1.8 Der Prozessorstapel
(Stack)
Sie können durch
bestimmte Befehle den Inhalt des Akkumulators zwischenspeichern. Hierzu wird
vom 6510 die erste Speicherseite an den Adressen 256 bis 511 benutzt. In dieser
Speicherseite kann nun mit Hilfe des Registers S (stack
pointer) der Inhalt des Akkumulators
zwischengespeichert werden. Hierbei gelten die folgenden Regeln: Wenn Sie den
Inhalt des Akkumulators mit Hilfe des Stack Pointers sichern, dann wird,
nachdem der Akkumulator an die Adresse geschrieben wurde, auf die S
zeigt, S um 1 erniedrigt. Wenn Sie anschließend den Akkumulator wieder
„zurückholen“, dann wird S um 1 erhöht, bevor A wieder aus der
Adresse ausgelesen wird, auf die S zeigt. Wenn Sie an dieser Stelle gut
aufgepasst haben, dann sind Sie vielleicht stutzig geworden, denn S ist
bestimmt 8 Bit breit. Wie soll dieser Zeiger dann auf die Adressen 256 bis 511
zeigen? Ganz einfach: An dieser Stelle wird stets ein zusätzliches 9. Bit für
die Adressberechnung benutzt, und dieses Bit ist stets 1.

= = = = =

§ Kurze Aufgabe 1
Tippe den Text über den Prozessorstapel vollständig und unverändert ab.
Der Text und die Auflistung haben nichts miteinander zu tun.

Aus einer Sammlung entnommene Daten:
= = = = =

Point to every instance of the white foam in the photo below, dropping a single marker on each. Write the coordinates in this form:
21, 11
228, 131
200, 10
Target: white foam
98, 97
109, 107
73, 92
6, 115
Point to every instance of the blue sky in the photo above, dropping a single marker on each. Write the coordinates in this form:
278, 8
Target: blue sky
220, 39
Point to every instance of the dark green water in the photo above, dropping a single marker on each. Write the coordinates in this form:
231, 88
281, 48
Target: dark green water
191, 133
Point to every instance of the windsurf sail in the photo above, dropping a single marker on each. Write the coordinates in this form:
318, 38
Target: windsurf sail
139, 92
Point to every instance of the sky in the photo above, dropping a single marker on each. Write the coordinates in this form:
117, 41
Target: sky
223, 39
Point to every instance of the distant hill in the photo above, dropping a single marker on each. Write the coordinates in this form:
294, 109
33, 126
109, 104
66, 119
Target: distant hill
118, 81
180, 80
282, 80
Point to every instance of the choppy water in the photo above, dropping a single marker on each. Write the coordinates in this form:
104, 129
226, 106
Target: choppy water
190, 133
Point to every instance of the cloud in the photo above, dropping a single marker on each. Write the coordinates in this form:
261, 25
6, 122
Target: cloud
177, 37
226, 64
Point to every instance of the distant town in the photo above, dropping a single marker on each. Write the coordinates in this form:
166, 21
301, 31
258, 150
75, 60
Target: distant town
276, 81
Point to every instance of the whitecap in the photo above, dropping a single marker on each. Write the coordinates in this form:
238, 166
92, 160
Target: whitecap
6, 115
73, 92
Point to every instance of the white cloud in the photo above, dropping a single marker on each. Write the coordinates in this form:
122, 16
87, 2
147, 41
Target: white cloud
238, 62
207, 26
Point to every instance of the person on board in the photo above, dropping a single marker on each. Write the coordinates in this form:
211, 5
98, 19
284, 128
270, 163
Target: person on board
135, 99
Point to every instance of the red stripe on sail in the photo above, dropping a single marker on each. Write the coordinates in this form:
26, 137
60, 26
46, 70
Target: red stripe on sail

= = = = =

§ Kurze Aufgabe 2
Gib die Auflistung ab der Zeile mit „Point to every instance of the white cloud“ (diese eingeschlossen) bis zu ihrem Ende erneut aus und ändere dabei „person on board“ in „surfer“; alles Übrige bleibt gleich.

§ Ergebnis der Übung 1
1.8 Der Prozessorstapel
(Stack)
Sie können durch
bestimmte Befehle den Inhalt des Akkumulators zwischenspeichern. Hierzu wird
vom 6510 die erste Speicherseite an den Adressen 256 bis 511 benutzt. In dieser
Speicherseite kann nun mit Hilfe des Registers S (stack
pointer) der Inhalt des Akkumulators
zwischengespeichert werden. Hierbei gelten die folgenden Regeln: Wenn Sie den
Inhalt des Akkumulators mit Hilfe des Stack Pointers sichern, dann wird,
nachdem der Akkumulator an die Adresse geschrieben wurde, auf die S
zeigt, S um 1 erniedrigt. Wenn Sie anschließend den Akkumulator wieder
„zurückholen“, dann wird S um 1 erhöht, bevor A wieder aus der
Adresse ausgelesen wird, auf die S zeigt. Wenn Sie an dieser Stelle gut
aufgepasst haben, dann sind Sie vielleicht stutzig geworden, denn S ist
bestimmt 8 Bit breit. Wie soll dieser Zeiger dann auf die Adressen 256 bis 511
zeigen? Ganz einfach: An dieser Stelle wird stets ein zusätzliches 9. Bit für
die Adressberechnung benutzt, und dieses Bit ist stets 1.

§ Ergebnis der Übung 2
Point to every instance of the white cloud in the photo above, dropping a single marker on each. Write the coordinates in this form:
122, 16
87, 2
147, 41
Target: white cloud
238, 62
207, 26
Point to every instance of the surfer in the photo above, dropping a single marker on each. Write the coordinates in this form:
211, 5
98, 19
284, 128
270, 163
Target: surfer
135, 99
Point to every instance of the red stripe on sail in the photo above, dropping a single marker on each. Write the coordinates in this form:
26, 137
60, 26
46, 70
Target: red stripe on sail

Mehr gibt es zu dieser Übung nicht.